● WORK TASK
Copy every entry word for word. Skip the pictures.
════
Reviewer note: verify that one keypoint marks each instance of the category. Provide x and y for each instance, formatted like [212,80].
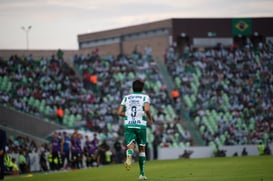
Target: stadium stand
[227,92]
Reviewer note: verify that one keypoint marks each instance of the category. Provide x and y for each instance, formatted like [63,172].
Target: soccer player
[135,109]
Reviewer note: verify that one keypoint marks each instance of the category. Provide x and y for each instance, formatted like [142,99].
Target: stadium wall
[37,54]
[206,152]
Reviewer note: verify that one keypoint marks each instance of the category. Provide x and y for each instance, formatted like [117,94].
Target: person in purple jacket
[55,151]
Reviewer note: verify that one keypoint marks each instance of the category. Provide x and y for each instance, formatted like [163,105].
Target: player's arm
[147,110]
[121,111]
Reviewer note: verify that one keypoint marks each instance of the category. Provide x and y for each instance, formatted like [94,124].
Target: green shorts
[135,135]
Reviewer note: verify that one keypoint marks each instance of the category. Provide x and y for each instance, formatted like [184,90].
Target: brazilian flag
[241,26]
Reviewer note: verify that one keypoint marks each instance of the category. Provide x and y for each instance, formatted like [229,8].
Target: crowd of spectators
[63,151]
[227,92]
[51,89]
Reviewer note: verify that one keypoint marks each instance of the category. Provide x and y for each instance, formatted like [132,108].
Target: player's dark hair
[138,85]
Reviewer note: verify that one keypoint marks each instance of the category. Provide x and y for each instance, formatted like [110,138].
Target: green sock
[141,161]
[129,152]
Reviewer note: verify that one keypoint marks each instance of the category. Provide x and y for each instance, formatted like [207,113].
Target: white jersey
[135,116]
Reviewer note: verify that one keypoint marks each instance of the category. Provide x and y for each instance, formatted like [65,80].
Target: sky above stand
[57,23]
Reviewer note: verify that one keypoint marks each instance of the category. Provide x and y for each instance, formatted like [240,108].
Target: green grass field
[209,169]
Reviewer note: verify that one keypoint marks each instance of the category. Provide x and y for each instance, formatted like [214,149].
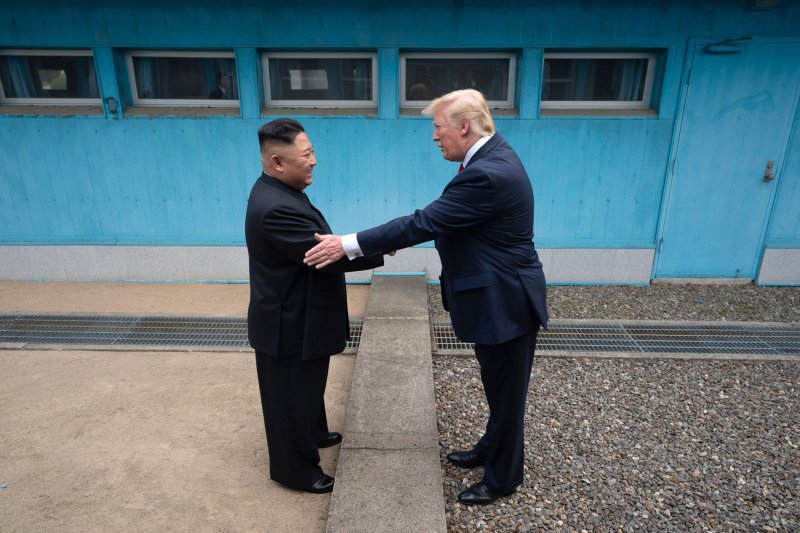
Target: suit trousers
[505,373]
[293,403]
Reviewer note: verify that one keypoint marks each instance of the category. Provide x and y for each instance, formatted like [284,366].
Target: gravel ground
[640,445]
[636,445]
[664,302]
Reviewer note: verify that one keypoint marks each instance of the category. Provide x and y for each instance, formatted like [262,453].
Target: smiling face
[451,138]
[293,164]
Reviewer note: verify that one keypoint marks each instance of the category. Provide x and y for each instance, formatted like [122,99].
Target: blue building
[662,137]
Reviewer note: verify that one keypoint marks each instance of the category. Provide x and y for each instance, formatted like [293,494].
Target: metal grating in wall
[231,333]
[650,338]
[134,331]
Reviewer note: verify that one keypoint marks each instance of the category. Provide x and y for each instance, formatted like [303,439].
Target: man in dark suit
[297,316]
[492,280]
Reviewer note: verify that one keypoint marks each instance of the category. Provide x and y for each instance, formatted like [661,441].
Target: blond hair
[465,104]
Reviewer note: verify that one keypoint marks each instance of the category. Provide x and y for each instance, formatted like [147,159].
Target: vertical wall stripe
[247,70]
[530,79]
[388,86]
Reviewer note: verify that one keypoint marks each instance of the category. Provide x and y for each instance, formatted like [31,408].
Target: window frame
[647,93]
[509,103]
[269,102]
[61,52]
[178,102]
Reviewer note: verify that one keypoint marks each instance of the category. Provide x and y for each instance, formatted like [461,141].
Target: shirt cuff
[351,247]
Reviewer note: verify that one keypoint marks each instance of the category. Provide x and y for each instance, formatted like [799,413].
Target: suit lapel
[317,215]
[302,200]
[486,148]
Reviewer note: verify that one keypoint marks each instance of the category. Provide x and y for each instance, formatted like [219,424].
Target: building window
[60,77]
[183,78]
[320,79]
[424,77]
[597,80]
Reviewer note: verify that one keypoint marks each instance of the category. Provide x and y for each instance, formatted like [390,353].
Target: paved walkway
[173,441]
[145,441]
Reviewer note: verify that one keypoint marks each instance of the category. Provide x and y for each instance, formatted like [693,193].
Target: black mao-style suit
[492,284]
[297,318]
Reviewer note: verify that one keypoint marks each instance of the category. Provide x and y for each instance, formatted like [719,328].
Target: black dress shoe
[332,439]
[322,485]
[479,494]
[468,459]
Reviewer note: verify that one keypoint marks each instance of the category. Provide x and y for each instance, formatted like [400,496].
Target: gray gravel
[636,445]
[664,302]
[640,445]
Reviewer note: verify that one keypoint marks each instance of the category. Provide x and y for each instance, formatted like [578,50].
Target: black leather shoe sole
════
● YOUR RESPONSE
Reviewer note: verify that one keypoint marks each instance of the category. Provide x and y for each instance, formatted like [212,80].
Target: stadium stand
[227,92]
Reviewer note: verify that one keypoint marks each instance of the category. Provide x and y for each instance, formatted like [63,172].
Target: soccer player
[135,109]
Reviewer note: verify that one keypoint marks each instance of the category. Provide x and y for each instance, formatted like [142,99].
Target: stadium wall
[37,54]
[206,152]
Reviewer note: verify that one keypoint marks each instance of the category. Provide x and y for each instance, formatted like [117,94].
Target: person in purple jacket
[55,151]
Reviewer note: verify that one keypoint marks each instance of the category. Provide x and y for each instance, formatted like [163,105].
Target: player's arm
[147,110]
[121,111]
Reviewer note: verify that one keypoint marks each instance of the category. Provide x and y for each instance, formatted like [94,124].
Target: green shorts
[135,135]
Reviewer note: verify that one keypoint marks each instance of the category. Provide x and y for each instance, formatted like [184,90].
Target: brazilian flag
[241,26]
Reviewer note: verify that one keypoint marks each instance of the category. Provide x and y for each instance, formatted like [229,8].
Target: crowd of spectators
[63,151]
[227,92]
[51,89]
Reviewer note: verify that one keypoint marks each instance of the category. Provide x and y for each instance, formatted like [132,108].
Target: player's dark hair
[138,85]
Reviewer note: verify that one keypoint marks each instance of the category. Provide x and y for each instance, formatted like [110,138].
Target: green sock
[141,161]
[129,152]
Reviewer note: verify that one keypoint marks each instance of the category. Provide x and y for each instance, formatted like [207,113].
Target: white jersey
[135,116]
Reviewer note: verify that one keypoint marks each instance of the category. Provide x and y for each instance, formatted like [65,80].
Target: sky above stand
[57,23]
Reviewer note: verify that one keypoint marks each instance of the category. Provide x and y for each instance, formatted like [240,108].
Target: green grass field
[209,169]
Reviewer note: verify that one keypoint marks each instance of the category. Provide x and y for each instance, formatted like [214,149].
Target: suit trousers
[505,373]
[293,403]
Reviewer note: verify that one keypoint marks each instance of the category. Provide x and y for each instance, formatted like [284,366].
Target: gravel ground
[640,445]
[636,445]
[664,302]
Reviewer note: verify that one keypoint marks each instance of the category. Provide x and y for each instance, formatted like [262,453].
Target: smiling face
[451,138]
[293,164]
Reviewer note: verify that one keypoint marks each instance of the category. Provide x and y for each instance, formatted like [122,99].
Target: blue building
[662,137]
Reviewer note: verify that one keypoint marks each instance of the category. Provide x and y for each instance, formatted like [293,494].
Target: metal grating in wall
[231,333]
[650,338]
[134,331]
Reviewer note: verify that one keypoint marks each instance of the category. Provide x and y for each instance, formatted like [303,439].
Target: man in dark suit
[297,316]
[492,280]
Reviewer note: verify that one keypoint marks each instance of the category. Provide x and y for each instance, formatted like [661,441].
Target: blond hair
[465,104]
Reviewer note: verify that one keypoint marks each instance of the category. Provide x and y for each instance, formatted like [147,159].
Target: vertical wall stripe
[247,70]
[530,79]
[388,86]
Reviewer note: verify that one keypoint marks each instance of the category. Provide x and y for each instance, formatted like [31,408].
Target: window frame
[647,93]
[509,103]
[269,102]
[61,52]
[178,102]
Reviewer note: verify that one keypoint marks each instance of the category. Provide x and y for each instance, formatted like [461,141].
Target: shirt cuff
[351,247]
Reviewer note: verify that one keypoint marks each instance of the category. Provide x and y for each instance, formatted like [799,413].
Target: suit lapel
[317,215]
[302,200]
[486,148]
Reviewer note: verify that one keypoint marks each instance of the category. Provide x and y for each instance, formatted like [219,424].
Target: building window
[60,77]
[183,78]
[320,79]
[424,77]
[597,80]
Reviewer note: verify that one keypoint marks each instance of the category. Provide x and y for each instance, formatted like [390,353].
Target: paved walkway
[173,441]
[145,441]
Reviewer note: verify that one keypoint marks each instance of the category. Provide x and y for each instance, formatted like [693,193].
Target: black mao-style suit
[492,284]
[297,318]
Reviewer note: verify that one keypoint marks each instance of the category. Provide x and y for each instance, formatted like [719,328].
Target: black dress shoe
[332,439]
[322,485]
[479,494]
[468,459]
Reviewer note: verify that one keypoint marks each instance of the category. Provide x and y for each instance, formatted like [400,496].
Target: gray gravel
[636,445]
[664,302]
[640,445]
Reviewer note: verify that one keypoint marks each instance of the category. Provide x and y for each instance, formatted like [578,50].
Target: black leather shoe sole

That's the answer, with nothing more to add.